Notice that there is no namespace prefix in this statement, and when we set the
value of the @xmlns
attribute equal to a
value, we are declaring a default namespace, which will apply to the
element on which the declaration occurs (the root
<schema>
element) and all of its
descendants. We could, alternatively, have bound the Schematron namespace to the
prefix sch:
, which is what <oXygen/>
does by default. In that case our root element might have looked like:
<sch:schema xmlns:sch="http://purl.oclc.org/dsdl/schematron" queryBinding="xslt2"
xmlns:sqf="http://www.schematron-quickfix.com/validator/process">
This version binds the prefix sch:
to the
Schematron namespace, which means that all elements that begin with this prefix
are in that namespace. In this case no default namespace is declared, so every
Schematron instruction will have to be preceded by the
sch:
namespace prefix. It is possible to do
both, that is, to bind a prefix to a namespace and to declare that namespace as
the default, although we don’t find that very useful, since either method alone
will do the job.

** INSTRUCTIONS FOR THE TASK **
Write out the passage on Schematron namespace prefixes word for word, from start to finish.

** DATASET SECTION **
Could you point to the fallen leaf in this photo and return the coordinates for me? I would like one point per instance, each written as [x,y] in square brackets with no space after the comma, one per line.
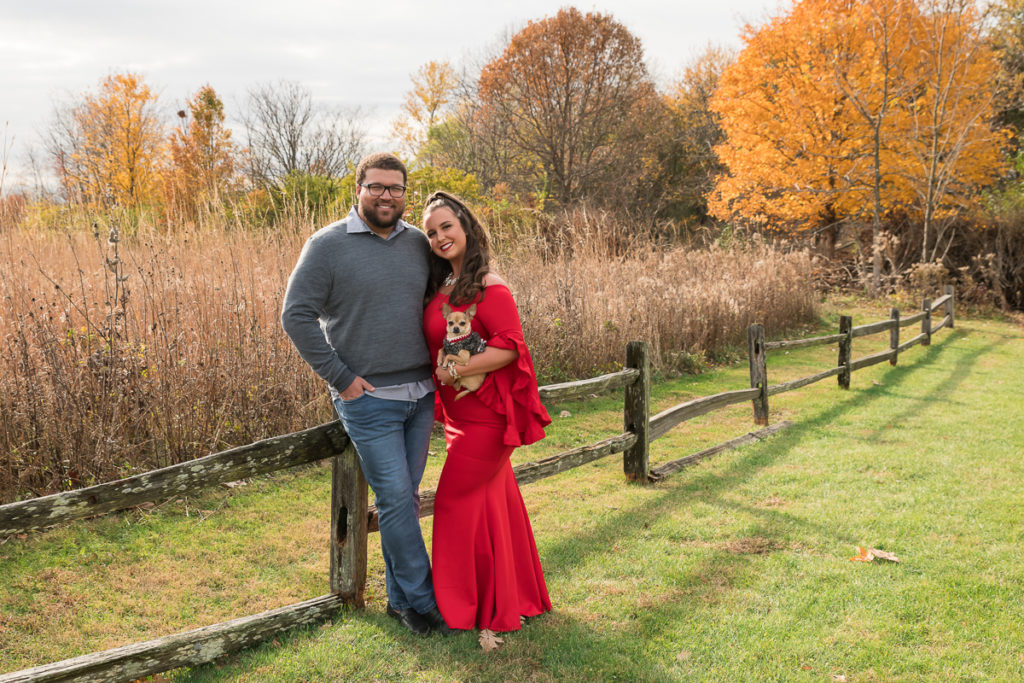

** SOLUTION FOR THIS PROBLEM **
Notice that there is no namespace prefix in this statement, and when we set the
value of the @xmlns
attribute equal to a
value, we are declaring a default namespace, which will apply to the
element on which the declaration occurs (the root
<schema>
element) and all of its
descendants. We could, alternatively, have bound the Schematron namespace to the
prefix sch:
, which is what <oXygen/>
does by default. In that case our root element might have looked like:
<sch:schema xmlns:sch="http://purl.oclc.org/dsdl/schematron" queryBinding="xslt2"
xmlns:sqf="http://www.schematron-quickfix.com/validator/process">
This version binds the prefix sch:
to the
Schematron namespace, which means that all elements that begin with this prefix
are in that namespace. In this case no default namespace is declared, so every
Schematron instruction will have to be preceded by the
sch:
namespace prefix. It is possible to do
both, that is, to bind a prefix to a namespace and to declare that namespace as
the default, although we don’t find that very useful, since either method alone
will do the job.